(Excerpts of location labeling data)
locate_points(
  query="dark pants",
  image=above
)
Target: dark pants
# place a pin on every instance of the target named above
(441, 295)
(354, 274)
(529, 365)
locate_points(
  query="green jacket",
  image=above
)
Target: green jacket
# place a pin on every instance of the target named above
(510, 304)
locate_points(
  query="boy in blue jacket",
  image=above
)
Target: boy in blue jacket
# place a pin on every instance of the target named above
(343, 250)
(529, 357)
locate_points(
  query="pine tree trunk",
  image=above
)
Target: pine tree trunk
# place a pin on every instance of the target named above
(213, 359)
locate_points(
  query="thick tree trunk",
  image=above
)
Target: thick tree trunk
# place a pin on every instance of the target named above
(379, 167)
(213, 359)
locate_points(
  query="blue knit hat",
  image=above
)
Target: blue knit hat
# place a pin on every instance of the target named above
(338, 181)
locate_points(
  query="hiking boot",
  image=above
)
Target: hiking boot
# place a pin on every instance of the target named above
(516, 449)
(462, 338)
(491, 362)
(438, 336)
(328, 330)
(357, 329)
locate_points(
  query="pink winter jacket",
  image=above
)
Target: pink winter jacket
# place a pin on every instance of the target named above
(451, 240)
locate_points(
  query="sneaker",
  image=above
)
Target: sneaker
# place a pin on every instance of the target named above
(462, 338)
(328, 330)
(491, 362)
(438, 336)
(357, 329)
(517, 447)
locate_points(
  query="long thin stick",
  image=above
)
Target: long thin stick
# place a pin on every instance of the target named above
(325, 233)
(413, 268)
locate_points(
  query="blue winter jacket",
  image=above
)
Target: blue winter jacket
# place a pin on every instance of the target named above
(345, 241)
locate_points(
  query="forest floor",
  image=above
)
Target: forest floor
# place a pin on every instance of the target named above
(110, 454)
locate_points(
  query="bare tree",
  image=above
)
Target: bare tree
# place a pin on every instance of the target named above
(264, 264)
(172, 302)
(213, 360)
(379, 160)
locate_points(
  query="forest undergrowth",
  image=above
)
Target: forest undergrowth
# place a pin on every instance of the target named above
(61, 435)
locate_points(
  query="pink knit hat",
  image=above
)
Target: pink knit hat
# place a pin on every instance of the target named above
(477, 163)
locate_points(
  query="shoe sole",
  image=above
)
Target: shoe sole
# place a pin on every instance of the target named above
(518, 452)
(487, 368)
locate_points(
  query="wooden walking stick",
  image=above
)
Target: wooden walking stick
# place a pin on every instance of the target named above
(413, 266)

• TASK DETAILS: Filter the rows above, keeping only the lines that contain the string "stick", and copy each one.

• FINAL RESULT:
  query="long thin stick",
Target: long thin stick
  query="wooden walking stick",
Target: wooden walking stick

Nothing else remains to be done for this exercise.